(Stored data entries)
start
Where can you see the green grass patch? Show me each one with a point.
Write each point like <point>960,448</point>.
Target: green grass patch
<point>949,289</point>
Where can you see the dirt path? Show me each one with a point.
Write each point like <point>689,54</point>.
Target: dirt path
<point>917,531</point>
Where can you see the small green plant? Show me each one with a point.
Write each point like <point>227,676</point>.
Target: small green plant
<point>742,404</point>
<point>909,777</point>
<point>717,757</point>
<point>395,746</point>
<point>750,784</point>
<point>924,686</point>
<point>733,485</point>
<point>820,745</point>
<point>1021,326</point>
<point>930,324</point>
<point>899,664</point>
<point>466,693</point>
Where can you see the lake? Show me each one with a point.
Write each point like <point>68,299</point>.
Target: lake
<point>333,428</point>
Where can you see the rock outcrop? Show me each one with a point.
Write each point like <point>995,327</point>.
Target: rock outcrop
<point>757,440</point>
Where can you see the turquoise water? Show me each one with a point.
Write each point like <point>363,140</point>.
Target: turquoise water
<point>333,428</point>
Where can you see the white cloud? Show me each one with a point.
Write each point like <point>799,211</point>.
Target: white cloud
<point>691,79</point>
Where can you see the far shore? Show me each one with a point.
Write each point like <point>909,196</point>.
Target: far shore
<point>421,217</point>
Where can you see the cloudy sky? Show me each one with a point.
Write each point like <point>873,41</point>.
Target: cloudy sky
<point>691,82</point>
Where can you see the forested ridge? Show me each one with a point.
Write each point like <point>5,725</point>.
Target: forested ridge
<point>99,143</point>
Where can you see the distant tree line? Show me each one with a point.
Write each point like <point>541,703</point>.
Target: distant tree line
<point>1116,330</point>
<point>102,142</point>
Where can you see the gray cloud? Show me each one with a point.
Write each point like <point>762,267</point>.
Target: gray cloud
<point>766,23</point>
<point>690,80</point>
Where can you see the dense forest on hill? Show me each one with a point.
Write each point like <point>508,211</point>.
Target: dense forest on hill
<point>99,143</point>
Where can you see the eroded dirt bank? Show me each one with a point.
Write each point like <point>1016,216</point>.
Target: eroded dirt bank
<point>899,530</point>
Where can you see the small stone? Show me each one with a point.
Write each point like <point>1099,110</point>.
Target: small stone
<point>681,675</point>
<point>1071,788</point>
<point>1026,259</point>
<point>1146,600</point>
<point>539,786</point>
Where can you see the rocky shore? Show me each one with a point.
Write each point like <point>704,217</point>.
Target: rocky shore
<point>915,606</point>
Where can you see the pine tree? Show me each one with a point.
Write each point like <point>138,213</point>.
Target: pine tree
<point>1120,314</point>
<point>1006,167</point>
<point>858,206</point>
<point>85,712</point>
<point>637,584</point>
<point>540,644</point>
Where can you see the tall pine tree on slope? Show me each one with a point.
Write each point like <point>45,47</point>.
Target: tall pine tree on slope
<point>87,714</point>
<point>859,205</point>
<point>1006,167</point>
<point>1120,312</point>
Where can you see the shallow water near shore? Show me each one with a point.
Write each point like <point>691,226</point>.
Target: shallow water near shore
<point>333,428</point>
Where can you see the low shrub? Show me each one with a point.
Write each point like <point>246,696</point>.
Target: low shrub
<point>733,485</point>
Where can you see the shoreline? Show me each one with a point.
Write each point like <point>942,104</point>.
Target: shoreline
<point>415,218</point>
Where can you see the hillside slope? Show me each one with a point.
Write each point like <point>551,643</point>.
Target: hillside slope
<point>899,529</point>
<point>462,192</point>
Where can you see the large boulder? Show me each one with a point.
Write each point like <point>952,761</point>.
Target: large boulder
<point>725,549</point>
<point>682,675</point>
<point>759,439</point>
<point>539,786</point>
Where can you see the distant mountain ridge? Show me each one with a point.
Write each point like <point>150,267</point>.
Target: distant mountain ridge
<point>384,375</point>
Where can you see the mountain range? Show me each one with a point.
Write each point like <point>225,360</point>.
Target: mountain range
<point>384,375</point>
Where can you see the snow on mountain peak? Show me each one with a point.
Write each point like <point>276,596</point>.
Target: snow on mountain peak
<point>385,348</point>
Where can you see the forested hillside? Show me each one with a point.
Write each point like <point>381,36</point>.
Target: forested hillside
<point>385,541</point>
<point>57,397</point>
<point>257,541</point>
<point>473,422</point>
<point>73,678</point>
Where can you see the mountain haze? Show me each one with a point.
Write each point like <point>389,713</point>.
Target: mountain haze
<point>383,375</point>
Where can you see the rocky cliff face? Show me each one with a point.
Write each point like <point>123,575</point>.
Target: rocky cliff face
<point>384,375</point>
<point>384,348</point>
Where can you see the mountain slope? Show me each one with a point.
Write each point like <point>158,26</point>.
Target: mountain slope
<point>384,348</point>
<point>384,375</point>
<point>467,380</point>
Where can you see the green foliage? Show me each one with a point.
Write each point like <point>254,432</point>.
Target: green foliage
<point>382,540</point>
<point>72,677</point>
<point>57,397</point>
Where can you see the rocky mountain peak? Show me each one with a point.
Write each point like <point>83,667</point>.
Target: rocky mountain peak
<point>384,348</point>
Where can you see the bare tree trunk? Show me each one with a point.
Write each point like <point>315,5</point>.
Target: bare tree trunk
end
start
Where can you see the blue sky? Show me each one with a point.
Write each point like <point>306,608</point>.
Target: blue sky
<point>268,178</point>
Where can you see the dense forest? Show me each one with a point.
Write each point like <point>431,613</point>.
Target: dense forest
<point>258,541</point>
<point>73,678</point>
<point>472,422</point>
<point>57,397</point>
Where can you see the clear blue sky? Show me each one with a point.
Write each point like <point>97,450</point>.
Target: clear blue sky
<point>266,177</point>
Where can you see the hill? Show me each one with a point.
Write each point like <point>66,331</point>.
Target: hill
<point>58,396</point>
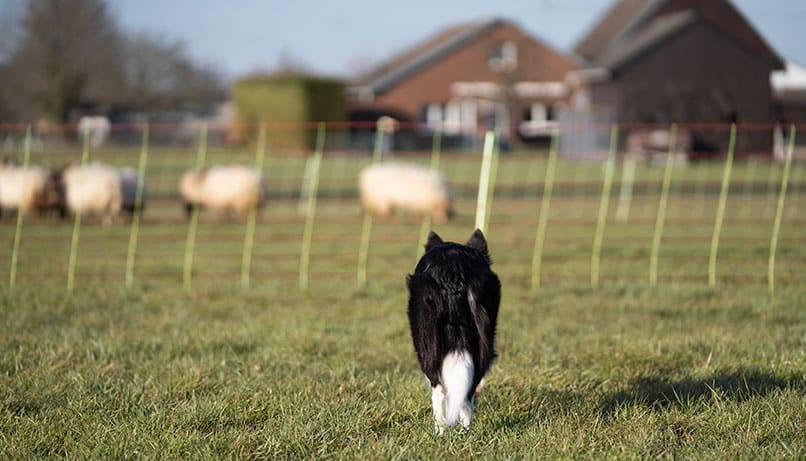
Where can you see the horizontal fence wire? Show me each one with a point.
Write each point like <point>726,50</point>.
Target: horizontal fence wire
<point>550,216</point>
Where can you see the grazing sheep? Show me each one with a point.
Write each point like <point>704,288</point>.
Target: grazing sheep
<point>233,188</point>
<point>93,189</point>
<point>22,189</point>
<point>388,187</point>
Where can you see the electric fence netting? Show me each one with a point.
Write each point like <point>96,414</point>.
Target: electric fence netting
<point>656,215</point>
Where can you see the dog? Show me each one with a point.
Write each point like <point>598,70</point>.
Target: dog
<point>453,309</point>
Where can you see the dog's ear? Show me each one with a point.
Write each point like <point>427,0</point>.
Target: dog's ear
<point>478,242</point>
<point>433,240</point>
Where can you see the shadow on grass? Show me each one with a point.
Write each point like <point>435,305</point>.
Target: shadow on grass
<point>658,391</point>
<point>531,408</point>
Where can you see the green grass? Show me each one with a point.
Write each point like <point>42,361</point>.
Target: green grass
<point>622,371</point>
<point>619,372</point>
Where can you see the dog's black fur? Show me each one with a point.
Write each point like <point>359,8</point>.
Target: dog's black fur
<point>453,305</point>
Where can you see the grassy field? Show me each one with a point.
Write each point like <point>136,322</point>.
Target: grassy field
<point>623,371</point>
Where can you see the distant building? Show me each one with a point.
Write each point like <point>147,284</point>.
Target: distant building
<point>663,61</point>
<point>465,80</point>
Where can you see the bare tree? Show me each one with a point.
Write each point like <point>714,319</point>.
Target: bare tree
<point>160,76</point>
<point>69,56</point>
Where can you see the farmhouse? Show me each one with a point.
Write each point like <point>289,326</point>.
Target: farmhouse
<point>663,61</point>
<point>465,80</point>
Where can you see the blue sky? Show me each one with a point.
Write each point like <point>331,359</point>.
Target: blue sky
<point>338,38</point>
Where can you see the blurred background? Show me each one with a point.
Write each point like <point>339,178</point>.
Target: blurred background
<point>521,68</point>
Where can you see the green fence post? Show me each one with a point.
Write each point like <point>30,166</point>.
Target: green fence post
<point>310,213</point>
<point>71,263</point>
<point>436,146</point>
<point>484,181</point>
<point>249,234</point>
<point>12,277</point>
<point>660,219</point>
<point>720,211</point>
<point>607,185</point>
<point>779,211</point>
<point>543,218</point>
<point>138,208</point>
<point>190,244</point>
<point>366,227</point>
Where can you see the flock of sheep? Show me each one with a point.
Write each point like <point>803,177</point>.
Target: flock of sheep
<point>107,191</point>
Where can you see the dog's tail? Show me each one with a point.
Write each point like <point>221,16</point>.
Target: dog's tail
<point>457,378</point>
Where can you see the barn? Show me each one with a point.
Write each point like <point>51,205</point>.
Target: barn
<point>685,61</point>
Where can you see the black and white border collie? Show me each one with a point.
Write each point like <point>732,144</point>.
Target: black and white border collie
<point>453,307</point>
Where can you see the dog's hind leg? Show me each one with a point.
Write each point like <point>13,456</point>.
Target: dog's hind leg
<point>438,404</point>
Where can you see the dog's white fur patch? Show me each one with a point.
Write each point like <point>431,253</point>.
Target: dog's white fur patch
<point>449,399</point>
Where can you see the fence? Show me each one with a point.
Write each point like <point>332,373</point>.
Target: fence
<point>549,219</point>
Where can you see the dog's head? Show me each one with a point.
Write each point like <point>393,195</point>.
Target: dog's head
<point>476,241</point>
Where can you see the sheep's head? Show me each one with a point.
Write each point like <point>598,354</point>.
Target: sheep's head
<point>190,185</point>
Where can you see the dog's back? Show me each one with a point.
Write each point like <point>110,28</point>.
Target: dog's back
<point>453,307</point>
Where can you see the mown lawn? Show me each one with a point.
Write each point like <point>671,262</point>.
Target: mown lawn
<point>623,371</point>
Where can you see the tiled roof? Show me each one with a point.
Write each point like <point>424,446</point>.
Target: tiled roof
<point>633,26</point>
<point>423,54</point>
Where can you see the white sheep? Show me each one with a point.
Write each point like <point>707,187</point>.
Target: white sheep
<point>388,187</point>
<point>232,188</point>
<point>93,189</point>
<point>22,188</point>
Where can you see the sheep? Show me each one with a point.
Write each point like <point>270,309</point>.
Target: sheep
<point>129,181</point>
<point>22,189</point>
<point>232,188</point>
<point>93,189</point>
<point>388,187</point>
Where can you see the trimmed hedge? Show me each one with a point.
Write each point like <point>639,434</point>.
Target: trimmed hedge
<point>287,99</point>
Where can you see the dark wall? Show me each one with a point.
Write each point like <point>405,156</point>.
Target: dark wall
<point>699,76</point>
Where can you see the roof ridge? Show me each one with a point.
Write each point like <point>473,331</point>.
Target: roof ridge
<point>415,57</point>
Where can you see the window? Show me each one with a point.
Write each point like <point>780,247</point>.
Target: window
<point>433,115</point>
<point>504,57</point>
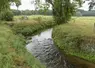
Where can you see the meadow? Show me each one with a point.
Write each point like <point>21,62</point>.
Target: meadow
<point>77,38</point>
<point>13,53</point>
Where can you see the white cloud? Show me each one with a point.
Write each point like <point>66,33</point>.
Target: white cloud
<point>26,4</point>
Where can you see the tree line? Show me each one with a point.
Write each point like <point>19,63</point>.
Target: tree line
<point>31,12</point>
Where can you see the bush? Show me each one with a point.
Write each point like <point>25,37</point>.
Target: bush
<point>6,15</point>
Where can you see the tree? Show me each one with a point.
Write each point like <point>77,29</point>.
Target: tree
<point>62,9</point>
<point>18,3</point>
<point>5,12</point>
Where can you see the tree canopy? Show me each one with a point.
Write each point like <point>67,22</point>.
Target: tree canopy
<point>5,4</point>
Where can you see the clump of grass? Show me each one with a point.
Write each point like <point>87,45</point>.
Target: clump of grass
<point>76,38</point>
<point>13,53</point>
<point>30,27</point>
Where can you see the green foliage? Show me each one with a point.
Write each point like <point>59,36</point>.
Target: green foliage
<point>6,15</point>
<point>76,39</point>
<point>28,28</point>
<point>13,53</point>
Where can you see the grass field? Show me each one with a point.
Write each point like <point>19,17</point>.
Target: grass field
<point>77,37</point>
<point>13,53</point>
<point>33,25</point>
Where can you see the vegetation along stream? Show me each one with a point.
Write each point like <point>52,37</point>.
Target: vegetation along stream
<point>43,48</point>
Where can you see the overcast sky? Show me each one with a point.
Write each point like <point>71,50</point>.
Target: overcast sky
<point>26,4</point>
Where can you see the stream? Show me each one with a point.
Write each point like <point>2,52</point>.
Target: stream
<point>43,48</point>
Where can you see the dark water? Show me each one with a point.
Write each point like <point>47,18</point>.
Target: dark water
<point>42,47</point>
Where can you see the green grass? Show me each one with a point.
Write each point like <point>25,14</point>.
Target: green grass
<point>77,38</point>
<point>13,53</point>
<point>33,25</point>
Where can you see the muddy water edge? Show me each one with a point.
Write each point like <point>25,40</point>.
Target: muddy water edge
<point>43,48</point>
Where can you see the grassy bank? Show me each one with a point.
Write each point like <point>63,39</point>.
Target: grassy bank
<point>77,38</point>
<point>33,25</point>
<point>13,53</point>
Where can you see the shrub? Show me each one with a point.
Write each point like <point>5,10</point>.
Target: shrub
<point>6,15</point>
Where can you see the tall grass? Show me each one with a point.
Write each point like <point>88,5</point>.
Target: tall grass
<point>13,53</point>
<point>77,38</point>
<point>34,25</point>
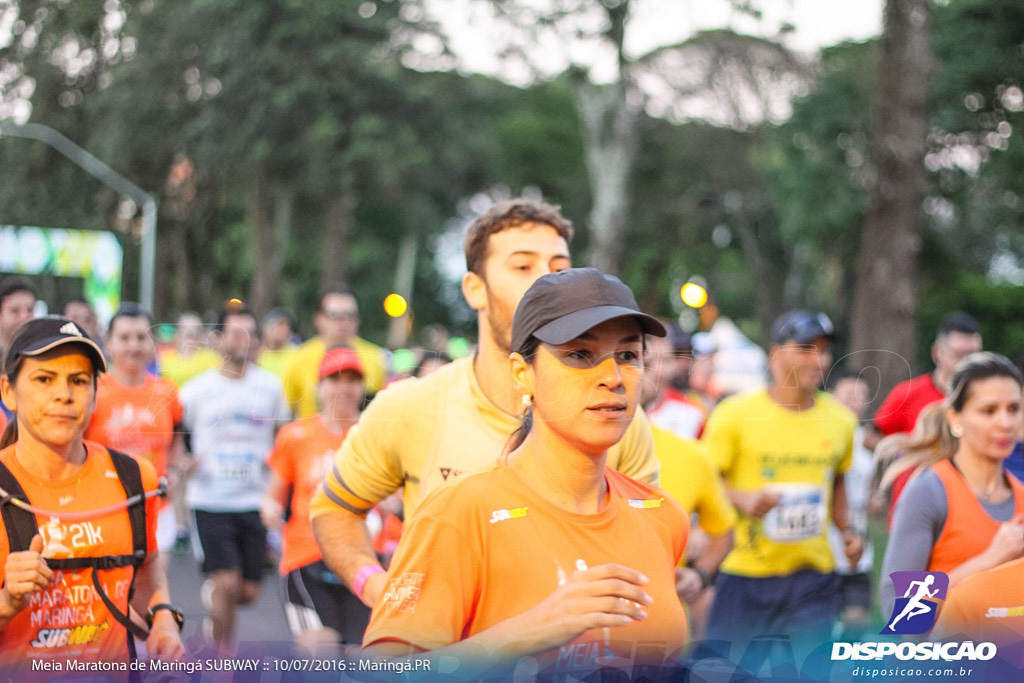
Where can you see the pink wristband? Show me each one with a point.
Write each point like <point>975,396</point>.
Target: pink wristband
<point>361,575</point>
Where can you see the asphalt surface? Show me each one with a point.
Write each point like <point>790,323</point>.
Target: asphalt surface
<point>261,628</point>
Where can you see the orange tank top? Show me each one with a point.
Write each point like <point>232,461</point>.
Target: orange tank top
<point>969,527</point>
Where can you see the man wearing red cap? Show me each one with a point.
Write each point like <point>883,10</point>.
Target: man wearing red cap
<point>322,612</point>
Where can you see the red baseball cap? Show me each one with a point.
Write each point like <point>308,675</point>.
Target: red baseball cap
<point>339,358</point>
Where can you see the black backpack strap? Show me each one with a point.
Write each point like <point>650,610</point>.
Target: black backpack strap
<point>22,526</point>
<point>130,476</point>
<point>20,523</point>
end
__Work to do__
Swap "sheep" for "lambs" in the lines of data starting with the line that contains "Where can you see the horizontal" and going on through the line that contains "<point>433,240</point>". Give only those lines, with everything else unchanged.

__Written response__
Where can you see the horizontal fence wire? Show me each one with a point.
Write each point like <point>726,50</point>.
Target: horizontal fence wire
<point>550,216</point>
Where can you see the grazing lambs? Show me each one with a point.
Write each point like <point>704,288</point>.
Target: grazing lambs
<point>233,188</point>
<point>93,189</point>
<point>22,189</point>
<point>388,187</point>
Where can you see the electric fence netting? Show me each one with a point.
Write each point like <point>96,414</point>.
Target: electric fence netting
<point>656,215</point>
Where can you see the dog? Show me each one with a point.
Write each point like <point>598,70</point>.
Target: dog
<point>453,309</point>
Where can you see the dog's ear? Show me each one with a point.
Write each point like <point>427,0</point>.
Target: dog's ear
<point>478,242</point>
<point>433,240</point>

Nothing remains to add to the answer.